» **WHAT NEEDS TO BE DONE**:
Extract every line of the material that contains the string "yellow", treating uppercase and lowercase as different.

» **SOURCE MATERIAL**:
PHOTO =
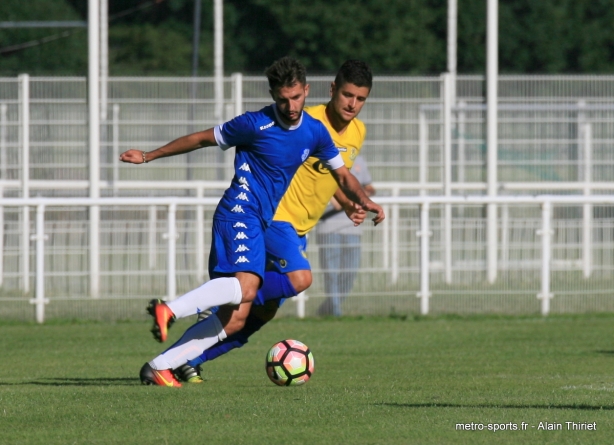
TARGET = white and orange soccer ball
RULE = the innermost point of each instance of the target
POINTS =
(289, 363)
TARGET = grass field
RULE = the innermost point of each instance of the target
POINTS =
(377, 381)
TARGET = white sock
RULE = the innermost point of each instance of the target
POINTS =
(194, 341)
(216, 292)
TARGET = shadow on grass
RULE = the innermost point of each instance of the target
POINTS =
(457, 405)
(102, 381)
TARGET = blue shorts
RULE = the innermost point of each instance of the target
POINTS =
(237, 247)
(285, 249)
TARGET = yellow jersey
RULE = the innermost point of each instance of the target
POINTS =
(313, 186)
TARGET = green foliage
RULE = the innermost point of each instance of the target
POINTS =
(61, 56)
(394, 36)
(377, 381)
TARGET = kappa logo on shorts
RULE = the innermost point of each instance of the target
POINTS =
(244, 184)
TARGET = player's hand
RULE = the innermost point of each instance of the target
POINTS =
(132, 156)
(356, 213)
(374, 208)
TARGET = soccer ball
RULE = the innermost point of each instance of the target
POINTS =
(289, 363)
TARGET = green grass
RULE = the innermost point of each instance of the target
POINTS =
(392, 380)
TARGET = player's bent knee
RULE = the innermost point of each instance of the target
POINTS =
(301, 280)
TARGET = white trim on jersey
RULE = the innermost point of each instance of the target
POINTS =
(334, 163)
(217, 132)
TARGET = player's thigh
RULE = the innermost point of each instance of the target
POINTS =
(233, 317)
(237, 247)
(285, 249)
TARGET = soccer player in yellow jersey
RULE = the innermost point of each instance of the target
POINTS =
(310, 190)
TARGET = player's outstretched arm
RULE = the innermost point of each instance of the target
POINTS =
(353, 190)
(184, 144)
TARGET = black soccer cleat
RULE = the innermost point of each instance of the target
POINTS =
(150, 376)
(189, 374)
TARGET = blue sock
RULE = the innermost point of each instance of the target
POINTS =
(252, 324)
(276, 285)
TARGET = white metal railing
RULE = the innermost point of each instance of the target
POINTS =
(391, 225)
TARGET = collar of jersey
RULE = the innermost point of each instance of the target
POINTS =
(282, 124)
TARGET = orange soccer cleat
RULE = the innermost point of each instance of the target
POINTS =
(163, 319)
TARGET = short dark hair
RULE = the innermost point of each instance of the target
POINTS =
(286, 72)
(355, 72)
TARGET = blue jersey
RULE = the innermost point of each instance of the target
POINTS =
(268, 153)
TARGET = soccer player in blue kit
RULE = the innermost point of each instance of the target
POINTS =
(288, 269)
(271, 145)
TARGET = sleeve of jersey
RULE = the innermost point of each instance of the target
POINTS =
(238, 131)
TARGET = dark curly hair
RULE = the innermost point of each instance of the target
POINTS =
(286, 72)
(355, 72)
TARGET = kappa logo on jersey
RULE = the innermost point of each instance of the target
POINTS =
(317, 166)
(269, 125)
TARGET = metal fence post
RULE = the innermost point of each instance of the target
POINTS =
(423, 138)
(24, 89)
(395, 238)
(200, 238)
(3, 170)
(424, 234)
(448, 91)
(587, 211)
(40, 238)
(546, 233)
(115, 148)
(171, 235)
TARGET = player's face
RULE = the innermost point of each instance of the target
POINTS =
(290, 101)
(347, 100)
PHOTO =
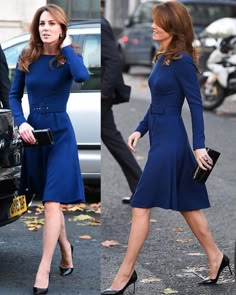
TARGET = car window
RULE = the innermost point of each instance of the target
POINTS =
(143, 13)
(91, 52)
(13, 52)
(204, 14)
...
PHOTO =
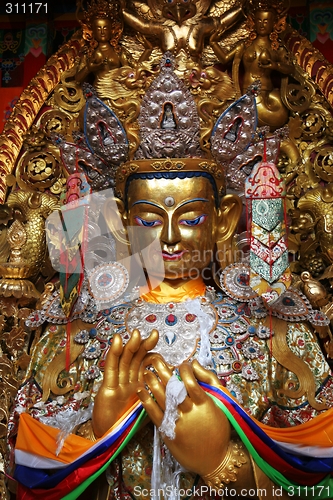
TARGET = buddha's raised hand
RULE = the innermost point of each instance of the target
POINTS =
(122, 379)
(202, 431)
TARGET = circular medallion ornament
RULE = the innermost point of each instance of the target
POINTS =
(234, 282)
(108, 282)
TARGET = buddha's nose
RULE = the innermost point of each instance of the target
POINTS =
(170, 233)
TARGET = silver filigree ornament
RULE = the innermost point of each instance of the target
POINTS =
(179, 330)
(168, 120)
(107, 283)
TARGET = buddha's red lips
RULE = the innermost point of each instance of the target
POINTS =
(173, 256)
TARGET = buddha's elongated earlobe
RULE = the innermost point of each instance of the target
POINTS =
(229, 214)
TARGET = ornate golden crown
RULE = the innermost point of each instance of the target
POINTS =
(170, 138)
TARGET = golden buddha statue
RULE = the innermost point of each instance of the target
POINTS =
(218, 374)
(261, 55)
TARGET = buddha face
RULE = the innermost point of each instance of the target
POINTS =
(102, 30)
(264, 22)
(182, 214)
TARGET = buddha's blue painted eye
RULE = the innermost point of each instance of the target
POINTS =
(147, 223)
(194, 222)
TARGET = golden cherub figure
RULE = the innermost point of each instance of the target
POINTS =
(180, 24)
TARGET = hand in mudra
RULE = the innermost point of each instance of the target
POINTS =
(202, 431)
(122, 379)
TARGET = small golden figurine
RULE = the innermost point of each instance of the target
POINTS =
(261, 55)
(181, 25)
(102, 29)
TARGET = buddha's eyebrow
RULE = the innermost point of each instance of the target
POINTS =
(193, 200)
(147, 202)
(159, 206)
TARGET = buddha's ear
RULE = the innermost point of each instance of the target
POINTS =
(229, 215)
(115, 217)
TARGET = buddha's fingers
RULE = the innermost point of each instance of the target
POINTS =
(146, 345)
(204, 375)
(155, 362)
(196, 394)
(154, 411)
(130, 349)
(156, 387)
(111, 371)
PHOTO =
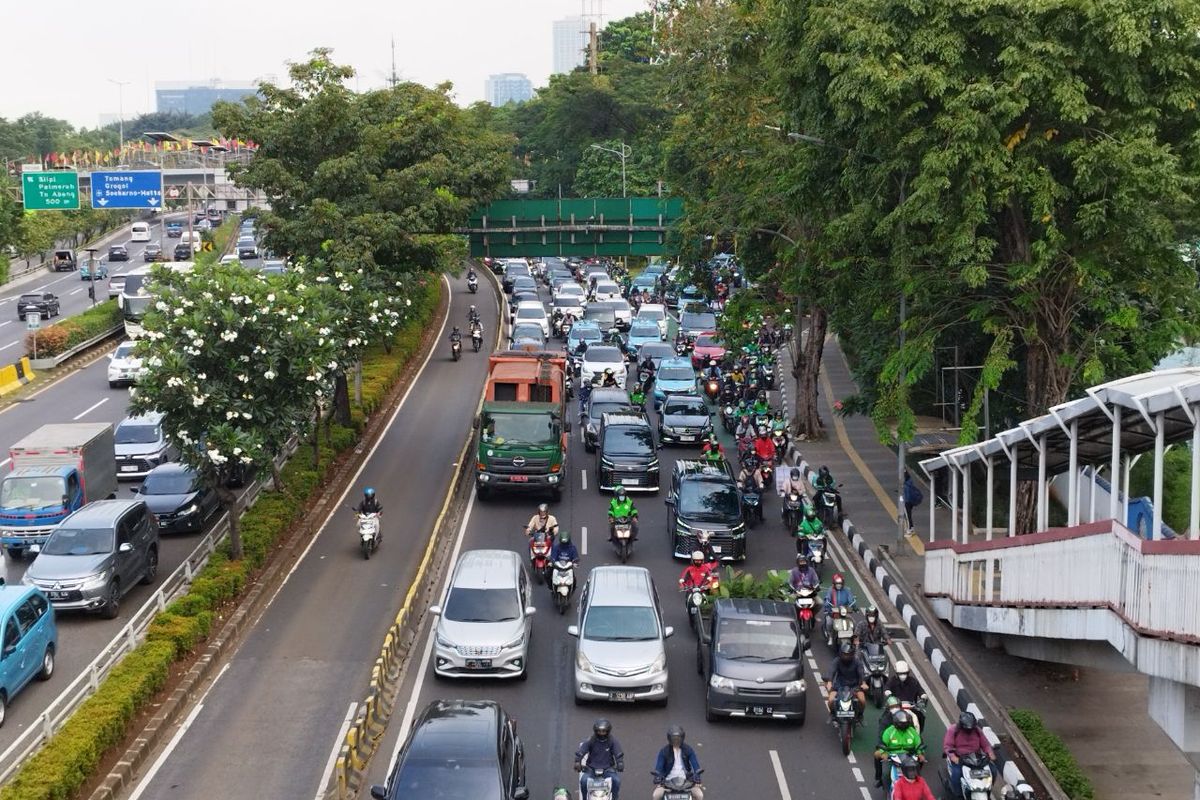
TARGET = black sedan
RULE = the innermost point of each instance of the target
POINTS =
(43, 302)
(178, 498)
...
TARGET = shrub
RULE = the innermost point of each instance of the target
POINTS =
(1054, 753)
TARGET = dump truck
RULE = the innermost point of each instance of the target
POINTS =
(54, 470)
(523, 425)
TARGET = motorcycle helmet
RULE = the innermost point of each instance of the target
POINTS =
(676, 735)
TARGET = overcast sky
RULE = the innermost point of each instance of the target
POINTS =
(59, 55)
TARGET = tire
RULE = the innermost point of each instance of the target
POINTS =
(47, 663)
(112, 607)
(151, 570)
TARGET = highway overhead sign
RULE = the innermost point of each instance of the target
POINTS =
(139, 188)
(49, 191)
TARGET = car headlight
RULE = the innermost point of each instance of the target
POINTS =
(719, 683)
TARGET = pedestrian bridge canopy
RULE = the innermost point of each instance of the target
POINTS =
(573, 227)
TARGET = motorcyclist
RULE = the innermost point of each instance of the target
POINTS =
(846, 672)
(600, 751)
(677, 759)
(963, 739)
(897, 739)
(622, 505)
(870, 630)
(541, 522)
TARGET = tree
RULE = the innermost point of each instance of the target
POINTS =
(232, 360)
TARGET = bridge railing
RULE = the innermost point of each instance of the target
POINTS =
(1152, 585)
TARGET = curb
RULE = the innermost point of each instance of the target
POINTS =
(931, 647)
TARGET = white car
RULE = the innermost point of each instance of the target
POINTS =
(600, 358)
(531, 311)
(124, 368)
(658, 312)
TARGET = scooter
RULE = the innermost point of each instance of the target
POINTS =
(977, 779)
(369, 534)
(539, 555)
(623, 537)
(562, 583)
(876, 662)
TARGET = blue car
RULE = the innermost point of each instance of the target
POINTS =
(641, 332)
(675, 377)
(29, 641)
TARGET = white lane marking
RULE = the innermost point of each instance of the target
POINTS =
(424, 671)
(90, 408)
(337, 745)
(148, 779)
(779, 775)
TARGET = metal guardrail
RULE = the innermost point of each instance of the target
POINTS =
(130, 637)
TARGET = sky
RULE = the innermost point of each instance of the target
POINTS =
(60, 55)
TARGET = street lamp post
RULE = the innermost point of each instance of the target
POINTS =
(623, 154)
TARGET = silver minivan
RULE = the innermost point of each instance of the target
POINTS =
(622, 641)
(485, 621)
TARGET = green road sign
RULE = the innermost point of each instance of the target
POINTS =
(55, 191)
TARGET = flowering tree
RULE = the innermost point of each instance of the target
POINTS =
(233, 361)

» **RESPONSE TO THIS TASK**:
TARGET = yellow jersey
TARGET = soccer player in yellow jersey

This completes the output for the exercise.